___ Selected excerpt ___

Evolve: Bringing Data to Life for Healthier Communities
07 May 2014
In 2011, the California Health Care Foundation released a report of surgical rates of 13 procedures for selected hospital services areas (HSAs) across the state. The procedures, which are known to be “preference sensitive,” or “elective,” address conditions that could be treated with various interventions depending on the preference of the doctor and patient. At first glance, it can be difficult to understand what the four years of collected data mean at the local level. However, for longtime veterans of Humboldt County’s health care community Martin Love and Betsy Stapleton, the data revealed troubling information about the three HSAs in their region. The HSAs in Humboldt reported surgical rates more than 150 percent above the state average for six of the procedures.

___

### What you need to do
1/ Translate this sentence from the article on surgical rates into Spanish: "The HSAs in Humboldt reported surgical rates more than 150 percent above the state average for six of the procedures."
2/ Repeat the article on surgical rates word for word from "Evolve: Bringing Data" to "of the procedures.".
The entries after this have nothing to do with the article on surgical rates.

___ Provided records ___

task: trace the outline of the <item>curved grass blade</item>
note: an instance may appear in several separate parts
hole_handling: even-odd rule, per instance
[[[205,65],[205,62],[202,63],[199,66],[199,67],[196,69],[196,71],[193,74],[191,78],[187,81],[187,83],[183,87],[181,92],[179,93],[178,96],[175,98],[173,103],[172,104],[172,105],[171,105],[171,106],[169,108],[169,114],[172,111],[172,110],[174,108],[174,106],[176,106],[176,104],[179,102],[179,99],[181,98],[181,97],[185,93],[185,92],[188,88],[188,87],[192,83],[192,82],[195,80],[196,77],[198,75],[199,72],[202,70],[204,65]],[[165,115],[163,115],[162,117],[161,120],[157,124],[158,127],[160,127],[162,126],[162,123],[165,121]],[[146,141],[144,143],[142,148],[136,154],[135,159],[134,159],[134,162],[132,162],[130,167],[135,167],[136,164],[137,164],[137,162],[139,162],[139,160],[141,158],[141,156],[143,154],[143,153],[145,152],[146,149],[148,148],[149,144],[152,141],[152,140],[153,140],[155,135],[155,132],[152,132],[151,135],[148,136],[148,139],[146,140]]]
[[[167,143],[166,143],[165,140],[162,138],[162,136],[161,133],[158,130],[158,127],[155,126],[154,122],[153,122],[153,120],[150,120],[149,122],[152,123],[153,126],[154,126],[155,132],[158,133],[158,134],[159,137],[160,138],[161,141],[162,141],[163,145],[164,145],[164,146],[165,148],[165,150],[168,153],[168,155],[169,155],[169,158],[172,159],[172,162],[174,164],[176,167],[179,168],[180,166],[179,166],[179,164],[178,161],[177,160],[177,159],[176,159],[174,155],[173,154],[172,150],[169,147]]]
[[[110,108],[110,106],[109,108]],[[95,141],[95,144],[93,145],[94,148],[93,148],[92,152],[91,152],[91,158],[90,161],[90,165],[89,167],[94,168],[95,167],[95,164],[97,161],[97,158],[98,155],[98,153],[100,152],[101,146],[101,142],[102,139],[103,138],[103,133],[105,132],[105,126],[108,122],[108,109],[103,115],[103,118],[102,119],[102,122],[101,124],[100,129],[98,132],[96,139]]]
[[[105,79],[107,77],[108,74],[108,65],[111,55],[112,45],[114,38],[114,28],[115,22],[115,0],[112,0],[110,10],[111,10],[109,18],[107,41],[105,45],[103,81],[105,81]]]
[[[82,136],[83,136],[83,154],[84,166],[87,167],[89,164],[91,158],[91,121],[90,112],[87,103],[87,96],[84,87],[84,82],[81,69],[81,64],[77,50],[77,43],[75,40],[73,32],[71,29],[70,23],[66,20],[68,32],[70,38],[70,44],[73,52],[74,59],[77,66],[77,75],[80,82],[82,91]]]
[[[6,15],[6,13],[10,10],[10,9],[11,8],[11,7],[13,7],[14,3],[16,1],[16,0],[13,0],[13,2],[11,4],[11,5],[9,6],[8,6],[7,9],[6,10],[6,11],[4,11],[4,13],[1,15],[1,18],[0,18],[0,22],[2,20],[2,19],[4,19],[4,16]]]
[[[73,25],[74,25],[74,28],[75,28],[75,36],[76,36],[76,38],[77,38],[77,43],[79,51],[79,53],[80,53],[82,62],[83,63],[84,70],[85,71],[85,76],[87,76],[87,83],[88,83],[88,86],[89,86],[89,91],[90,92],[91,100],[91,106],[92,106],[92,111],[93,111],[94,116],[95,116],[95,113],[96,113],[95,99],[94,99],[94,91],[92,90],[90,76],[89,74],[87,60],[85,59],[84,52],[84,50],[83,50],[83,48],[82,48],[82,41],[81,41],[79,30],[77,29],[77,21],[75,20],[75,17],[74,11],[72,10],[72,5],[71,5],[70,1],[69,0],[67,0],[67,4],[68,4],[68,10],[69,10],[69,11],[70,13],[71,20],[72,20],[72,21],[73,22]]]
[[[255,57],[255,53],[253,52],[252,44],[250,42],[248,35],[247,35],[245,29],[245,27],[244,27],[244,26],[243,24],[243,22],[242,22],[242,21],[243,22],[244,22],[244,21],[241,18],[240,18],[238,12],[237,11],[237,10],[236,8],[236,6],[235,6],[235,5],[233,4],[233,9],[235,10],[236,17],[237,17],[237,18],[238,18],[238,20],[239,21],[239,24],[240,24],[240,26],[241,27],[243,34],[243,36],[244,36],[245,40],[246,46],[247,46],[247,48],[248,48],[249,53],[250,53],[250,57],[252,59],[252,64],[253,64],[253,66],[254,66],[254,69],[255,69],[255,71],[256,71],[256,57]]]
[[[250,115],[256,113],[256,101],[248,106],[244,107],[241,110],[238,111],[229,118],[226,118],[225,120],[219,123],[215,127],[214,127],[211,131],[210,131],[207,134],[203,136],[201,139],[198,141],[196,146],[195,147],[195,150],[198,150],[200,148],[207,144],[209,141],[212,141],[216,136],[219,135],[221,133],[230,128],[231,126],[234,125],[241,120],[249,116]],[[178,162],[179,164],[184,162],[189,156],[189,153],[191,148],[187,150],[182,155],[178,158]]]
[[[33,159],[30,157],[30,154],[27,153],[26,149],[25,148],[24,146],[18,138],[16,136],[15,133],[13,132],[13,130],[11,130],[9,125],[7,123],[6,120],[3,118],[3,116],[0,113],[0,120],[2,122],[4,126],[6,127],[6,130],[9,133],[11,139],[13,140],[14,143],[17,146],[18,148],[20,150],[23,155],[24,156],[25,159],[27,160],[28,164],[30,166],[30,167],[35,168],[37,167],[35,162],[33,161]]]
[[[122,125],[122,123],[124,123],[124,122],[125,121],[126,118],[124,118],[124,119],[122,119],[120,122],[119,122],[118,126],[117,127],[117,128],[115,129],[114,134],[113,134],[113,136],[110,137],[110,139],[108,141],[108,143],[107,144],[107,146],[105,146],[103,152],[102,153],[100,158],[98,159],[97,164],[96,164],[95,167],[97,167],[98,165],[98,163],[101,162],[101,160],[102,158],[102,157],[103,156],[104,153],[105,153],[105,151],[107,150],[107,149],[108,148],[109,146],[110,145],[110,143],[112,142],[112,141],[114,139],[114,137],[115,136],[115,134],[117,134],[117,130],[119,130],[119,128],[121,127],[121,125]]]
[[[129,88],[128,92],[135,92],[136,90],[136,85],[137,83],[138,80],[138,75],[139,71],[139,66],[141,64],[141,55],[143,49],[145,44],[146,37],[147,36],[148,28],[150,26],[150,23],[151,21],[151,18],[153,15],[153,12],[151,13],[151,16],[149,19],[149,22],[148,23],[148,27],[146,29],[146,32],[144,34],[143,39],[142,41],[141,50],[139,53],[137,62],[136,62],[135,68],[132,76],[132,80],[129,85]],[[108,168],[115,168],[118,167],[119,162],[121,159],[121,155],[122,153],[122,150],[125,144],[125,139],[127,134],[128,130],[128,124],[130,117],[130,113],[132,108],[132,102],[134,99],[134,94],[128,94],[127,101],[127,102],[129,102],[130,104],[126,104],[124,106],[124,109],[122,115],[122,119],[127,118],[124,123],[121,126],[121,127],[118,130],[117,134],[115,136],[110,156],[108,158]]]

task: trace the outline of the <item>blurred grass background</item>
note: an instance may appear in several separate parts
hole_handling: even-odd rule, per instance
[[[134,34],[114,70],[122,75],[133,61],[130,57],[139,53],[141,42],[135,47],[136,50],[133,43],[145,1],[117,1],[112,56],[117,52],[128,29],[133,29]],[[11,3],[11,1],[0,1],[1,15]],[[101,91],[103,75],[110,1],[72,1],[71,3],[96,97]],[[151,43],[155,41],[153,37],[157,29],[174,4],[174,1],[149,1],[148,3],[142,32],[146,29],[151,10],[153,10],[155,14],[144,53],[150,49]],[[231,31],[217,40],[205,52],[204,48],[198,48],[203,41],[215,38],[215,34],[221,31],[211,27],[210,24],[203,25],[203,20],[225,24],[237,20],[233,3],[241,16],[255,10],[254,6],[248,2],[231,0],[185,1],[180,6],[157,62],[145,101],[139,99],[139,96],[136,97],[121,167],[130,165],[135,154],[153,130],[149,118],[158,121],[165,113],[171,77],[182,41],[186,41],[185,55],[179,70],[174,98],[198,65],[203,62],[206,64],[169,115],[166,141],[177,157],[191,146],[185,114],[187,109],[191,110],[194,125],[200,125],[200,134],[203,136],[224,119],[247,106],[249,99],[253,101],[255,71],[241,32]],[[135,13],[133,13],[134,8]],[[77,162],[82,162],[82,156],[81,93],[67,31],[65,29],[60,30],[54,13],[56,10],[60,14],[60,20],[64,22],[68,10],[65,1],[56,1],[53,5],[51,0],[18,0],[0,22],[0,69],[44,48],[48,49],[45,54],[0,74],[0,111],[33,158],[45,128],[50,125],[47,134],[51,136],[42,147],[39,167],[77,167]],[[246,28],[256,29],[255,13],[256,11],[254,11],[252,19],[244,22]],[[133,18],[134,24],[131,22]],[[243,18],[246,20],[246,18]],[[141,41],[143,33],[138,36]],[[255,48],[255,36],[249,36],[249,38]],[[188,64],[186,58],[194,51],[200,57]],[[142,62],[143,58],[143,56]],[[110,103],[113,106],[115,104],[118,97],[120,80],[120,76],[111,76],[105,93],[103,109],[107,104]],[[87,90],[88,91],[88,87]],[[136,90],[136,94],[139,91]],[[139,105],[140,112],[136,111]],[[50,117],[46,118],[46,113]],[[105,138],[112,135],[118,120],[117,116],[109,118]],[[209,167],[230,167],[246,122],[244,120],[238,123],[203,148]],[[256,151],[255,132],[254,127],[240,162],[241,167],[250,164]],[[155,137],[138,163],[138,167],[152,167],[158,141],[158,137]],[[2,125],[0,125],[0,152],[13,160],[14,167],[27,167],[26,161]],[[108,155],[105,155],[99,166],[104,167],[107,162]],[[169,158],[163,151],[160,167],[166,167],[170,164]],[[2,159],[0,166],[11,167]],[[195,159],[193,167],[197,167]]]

___

### Responses to the tasks
1/ Las HSA de Humboldt reportaron tasas quirúrgicas más de un 150 por ciento por encima del promedio estatal en seis de los procedimientos.

2/
Evolve: Bringing Data to Life for Healthier Communities
07 May 2014
In 2011, the California Health Care Foundation released a report of surgical rates of 13 procedures for selected hospital services areas (HSAs) across the state. The procedures, which are known to be “preference sensitive,” or “elective,” address conditions that could be treated with various interventions depending on the preference of the doctor and patient. At first glance, it can be difficult to understand what the four years of collected data mean at the local level. However, for longtime veterans of Humboldt County’s health care community Martin Love and Betsy Stapleton, the data revealed troubling information about the three HSAs in their region. The HSAs in Humboldt reported surgical rates more than 150 percent above the state average for six of the procedures.